Exercise objective -
Can you reproduce the entries beginning at the line that has "Tell me — does any row" and stopping after the line that has "0, 80, 317, 307", keeping every line in place? Shift each coordinate in the boxes listed after the arrows up by 112, and leave all other text as it is.
------------------------------------
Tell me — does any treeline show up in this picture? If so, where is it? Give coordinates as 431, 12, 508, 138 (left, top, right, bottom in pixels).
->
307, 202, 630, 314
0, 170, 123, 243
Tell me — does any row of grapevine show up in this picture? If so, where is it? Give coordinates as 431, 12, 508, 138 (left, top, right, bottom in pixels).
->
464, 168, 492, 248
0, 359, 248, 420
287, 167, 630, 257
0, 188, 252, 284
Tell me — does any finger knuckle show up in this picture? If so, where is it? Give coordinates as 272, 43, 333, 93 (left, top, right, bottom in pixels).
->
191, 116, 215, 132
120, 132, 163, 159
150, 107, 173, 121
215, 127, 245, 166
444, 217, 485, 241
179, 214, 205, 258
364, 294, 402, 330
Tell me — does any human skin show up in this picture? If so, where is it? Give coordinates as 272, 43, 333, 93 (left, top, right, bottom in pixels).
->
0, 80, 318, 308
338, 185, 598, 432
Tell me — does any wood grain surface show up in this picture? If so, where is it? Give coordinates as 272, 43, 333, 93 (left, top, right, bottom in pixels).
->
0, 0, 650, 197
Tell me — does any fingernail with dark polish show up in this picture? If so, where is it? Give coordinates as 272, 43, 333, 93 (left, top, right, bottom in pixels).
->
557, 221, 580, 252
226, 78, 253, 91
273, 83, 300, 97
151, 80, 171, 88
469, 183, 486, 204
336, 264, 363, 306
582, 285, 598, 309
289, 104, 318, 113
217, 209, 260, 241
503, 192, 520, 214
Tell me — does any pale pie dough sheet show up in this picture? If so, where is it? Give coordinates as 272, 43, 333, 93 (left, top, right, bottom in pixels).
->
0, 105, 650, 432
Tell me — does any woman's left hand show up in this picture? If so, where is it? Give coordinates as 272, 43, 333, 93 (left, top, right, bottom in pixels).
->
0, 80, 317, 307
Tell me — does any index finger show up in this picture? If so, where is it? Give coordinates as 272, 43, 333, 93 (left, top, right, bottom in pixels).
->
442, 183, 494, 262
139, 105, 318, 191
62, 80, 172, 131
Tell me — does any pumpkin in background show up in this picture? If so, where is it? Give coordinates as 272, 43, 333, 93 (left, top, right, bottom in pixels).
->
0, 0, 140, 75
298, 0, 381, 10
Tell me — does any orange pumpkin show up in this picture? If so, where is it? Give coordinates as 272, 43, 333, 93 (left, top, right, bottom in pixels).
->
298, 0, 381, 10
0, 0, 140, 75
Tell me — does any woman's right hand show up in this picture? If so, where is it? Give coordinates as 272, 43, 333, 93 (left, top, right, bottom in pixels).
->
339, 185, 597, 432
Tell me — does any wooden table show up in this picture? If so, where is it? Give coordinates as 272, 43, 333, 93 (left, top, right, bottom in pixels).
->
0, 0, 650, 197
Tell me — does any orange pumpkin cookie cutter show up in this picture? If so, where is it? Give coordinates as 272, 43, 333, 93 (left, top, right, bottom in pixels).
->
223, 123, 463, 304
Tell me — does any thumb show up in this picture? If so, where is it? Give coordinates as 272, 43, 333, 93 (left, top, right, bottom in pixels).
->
------------------------------------
Exercise solution -
Tell me — does any row of grapevine show up in this picture? If so, where is it? Give coordinates as 431, 12, 508, 138 (left, top, right, bottom in pixels).
->
576, 280, 604, 360
112, 471, 360, 532
399, 279, 742, 369
112, 300, 364, 396
Tell me — does any finger knuckle show up in this picture? If so, where is it? Give coordinates as 272, 43, 333, 93 (left, top, right, bottom in pixels).
->
303, 228, 327, 244
232, 244, 275, 271
262, 219, 285, 233
327, 239, 357, 278
556, 329, 597, 353
291, 326, 317, 370
476, 406, 514, 442
Tell me — does any human skin show up in this picture? If so, where is it? Give coordinates as 272, 43, 333, 93 (left, top, right, bottom in pixels).
->
112, 192, 430, 420
450, 297, 710, 544
Tell me — does any wood grain surface show up in this picture? If so, where is it? Give coordinates as 272, 43, 333, 93 (left, top, right, bottom in pixels).
->
112, 112, 762, 309
Tell me — does any fingernail with dark polish show up in this picture? If so, where is it? Give coordinates as 272, 43, 333, 93 (left, top, right, bottom in pixels).
->
669, 333, 692, 364
338, 190, 365, 203
385, 195, 412, 209
263, 192, 283, 200
581, 295, 598, 316
448, 376, 475, 418
694, 397, 710, 421
401, 216, 430, 225
329, 321, 372, 353
615, 304, 632, 326
Tell me — does any pale pie dough sheet show up in this picture? If so, where is it? Give coordinates as 272, 43, 333, 93 (left, top, right, bottom in pixels).
->
112, 217, 762, 544
Tell me — does any woman's left hand show up in this picture? If so, where is it? Give coordinates as 272, 43, 333, 93 (left, top, right, bottom in pixels).
->
112, 192, 429, 419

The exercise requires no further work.